TEXT EXTRACT:
"""
The Mighty Eel: At this point we hypothesize that the longer one has an insertion relative to the shorter one. I just realized this problem is symmetric in that way. Then, for…maybe we don't need to use this method.
Intergalactic Avenger: Yeah I think that should be what….
The Mighty Eel: Yeah I'm just working out the sense post issue right here. Let's see, at this point we push the longer one more so yeah. Is those two are unequal…Actually, yeah okay.
Intergalactic Avenger: I could see a case here where….I guess if you've already checked that the two are one apart. I was thinking with this loop the longer one could just have twice as many characters as the other one, but you've already checked that the lengths are off by 1.
The Mighty Eel: Yeah, off by 1. I'm not sure if I'm done or not. I think there's something I'm missing that I need to see the edge case to…
Intergalactic Avenger: Right well if the lengths are equal then there might be something else going on here.
The Mighty Eel: Right if…okay I'll be lazy.
Intergalactic Avenger: I mean that's just the else statement that we'll be using.
The Mighty Eel: That's right.
Intergalactic Avenger: I think it's only going to return that.
The Mighty Eel: What about the else of the previous if statement? The one on 15?
Intergalactic Avenger: Right, then they would just be…
The Mighty Eel: Right looking good. Alright let's run it. This block here it makes me a tiny bit uncomfortable because it seems that you could do this multiple times but because you're doing the check up here then it's stopping it from being able to actually go multiple times.
Intergalactic Avenger: What do you mean by multiple times? Oh you mean the whole thing could go multiple times.
The Mighty Eel: Yeah this whole for loop could go multiple times where this doesn't equal that so you push this one and you increment that one and you keep going. But I think because the way you've written this check up on line 15, you can't do it more than once. And as you've noticed there's that symmetry to it and this would hit either an insert or delete by checking the shorter one. Let's see if this works.
Intergalactic Avenger: Alright.
The Mighty Eel: I think it should.
"""
DATA RECORDS:
"""
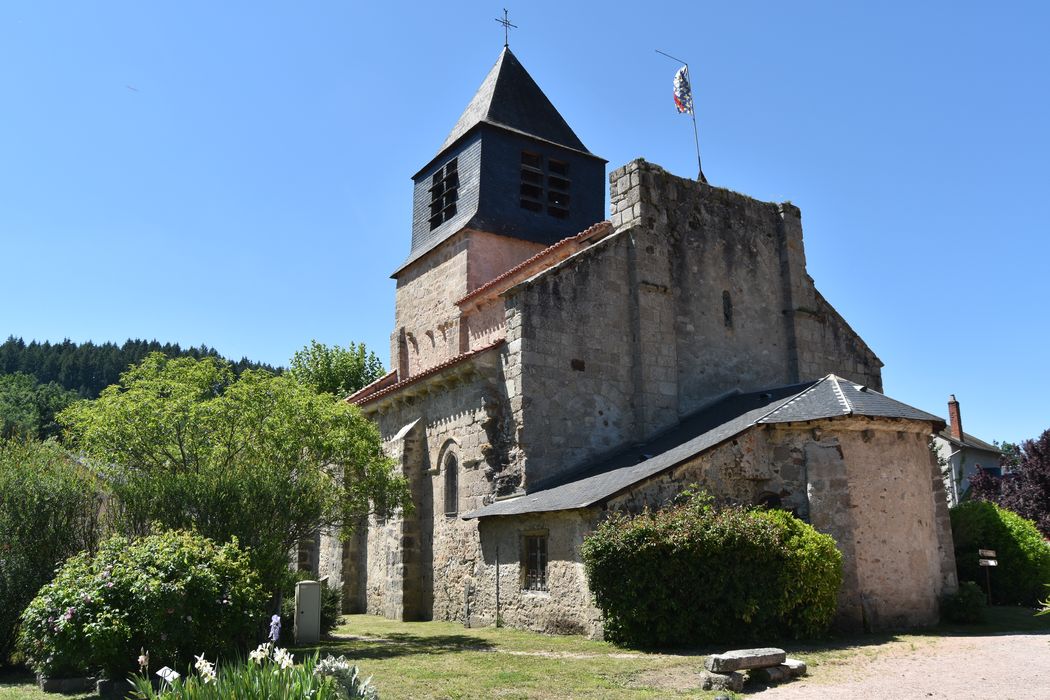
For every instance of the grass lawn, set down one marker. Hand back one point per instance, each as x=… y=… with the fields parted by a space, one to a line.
x=446 y=660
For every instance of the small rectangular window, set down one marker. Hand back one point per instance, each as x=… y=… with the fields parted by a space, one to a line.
x=539 y=186
x=536 y=563
x=444 y=193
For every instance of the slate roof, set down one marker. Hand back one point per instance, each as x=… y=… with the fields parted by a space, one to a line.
x=831 y=397
x=510 y=99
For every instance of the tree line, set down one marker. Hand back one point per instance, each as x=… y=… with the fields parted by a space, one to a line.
x=40 y=379
x=87 y=368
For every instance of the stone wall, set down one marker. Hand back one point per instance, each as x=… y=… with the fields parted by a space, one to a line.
x=419 y=566
x=866 y=483
x=566 y=607
x=699 y=291
x=572 y=379
x=427 y=322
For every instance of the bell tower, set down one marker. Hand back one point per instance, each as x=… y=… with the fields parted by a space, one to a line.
x=509 y=179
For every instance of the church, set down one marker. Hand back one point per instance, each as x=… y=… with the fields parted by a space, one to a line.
x=550 y=366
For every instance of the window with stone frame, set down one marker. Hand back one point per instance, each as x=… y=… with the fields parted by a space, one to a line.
x=544 y=185
x=444 y=193
x=534 y=561
x=452 y=484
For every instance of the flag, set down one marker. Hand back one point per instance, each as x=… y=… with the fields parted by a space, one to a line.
x=683 y=93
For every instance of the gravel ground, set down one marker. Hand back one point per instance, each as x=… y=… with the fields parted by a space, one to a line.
x=1014 y=666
"""
CHALLENGES:
1. Pick out every line in the listing that contains the word "window".
2. Write the next part of the interview conversation about checking whether two strings are one edit apart, picking up after its final line.
The listing is unrelated to the text.

ANSWERS TO THE PROBLEMS:
1.
For every instance of the small rectangular window, set down one marker. Hand back one point per instance, each as x=… y=… with the fields parted by a space, one to a line.
For every instance of the window with stone frame, set down one marker. Hand back one point per instance, each as x=… y=… with the fields parted by a space, one to a line.

2.
Intergalactic Avenger: Yeah I'm not sure either.
The Mighty Eel: Alright!
Intergalactic Avenger: Works on these cases.
The Mighty Eel: Yeah can you try those as well. Look at that. Okay very good, very good. And then what's the runtime complexity and space of all this?
Intergalactic Avenger: Okay in the case where the strings are equal it's the same as before. In the case where they're not equal by 1 runtime would look like….it would also be between O(1) and O(n) and memory would be the same as before too. Memory would be O(1).
The Mighty Eel: Excellent. And now, the really tough one. So this is great, it's all good so far. And now I want to add a parameter where, instead of being hardcoded to 1, I could put a parameter at the end here for how many edit distance I'm willing to tolerate. So if I did like 2 here, on the last one there's 2 deletes instead of just the 1.
Intergalactic Avenger: Yeah I mean this is pretty hard because we also have..what shows the case more clearly.
The Mighty Eel: Yeah because one could be a delete and the other could be an insert.
Intergalactic Avenger: Yeah exactly.
The Mighty Eel: So you were able to take a nice little shortcut by checking the length up here. Can you take the advantage that with only 1 edit the lengths are telling you something whereas here the lengths are not telling you quite as much because as you've shown in the last one, they could be the same length but depending on the number it could be either acceptable or unacceptable.
Intergalactic Avenger: So I'll have to change my approach a little bit. So I unfortunately have to head out in about five minutes so what I can do is talk about what I would do and any approaches?
The Mighty Eel: Okay, yeah that's fine.
Intergalactic Avenger: Yeah sorry, I didn't know it would go for this long.
The Mighty Eel: No problem.
Intergalactic Avenger: So what I'm thinking is…well one kind of cheap way is implementing the Levenshtein Distance and kind of compare it that way? That would be the pretty standard dynamic programming type of exercise.
The Mighty Eel: Right, and do you know the the space and time complexity of that?
Intergalactic Avenger: Let me think about that. I'm thinking space would be up to O(n^2) no space is O(n) because you're keeping track of a parallel array essentially? Unless it's O(n^2) if you're doing…if you have to keep track of every pair of characters.
The Mighty Eel: The standard approach is where you build up a table which is n by n which would be O(n^2) but there's this one optimization that you could make that you never actually look more than one row behind as you're filling it. So there's this optimization that you can do it in O(n).
Intergalactic Avenger: I see. I can see how that optimization would work. So yeah that would be one way we would do it. It would take me longer than ten minutes to implement it though…
The Mighty Eel: Yeah that's fine. So then we're looking at O(n) space and what's the time complexity of that approach where you get the full Levenshtein Distance?
Intergalactic Avenger: The time complexity I think is O(n) because're basically filling out this table in each step…
The Mighty Eel: Each cell?
Intergalactic Avenger: Yeah each cell of the table you're basically looking at, you're not looping through the entire backlog essentially.
The Mighty Eel: And how long is the table?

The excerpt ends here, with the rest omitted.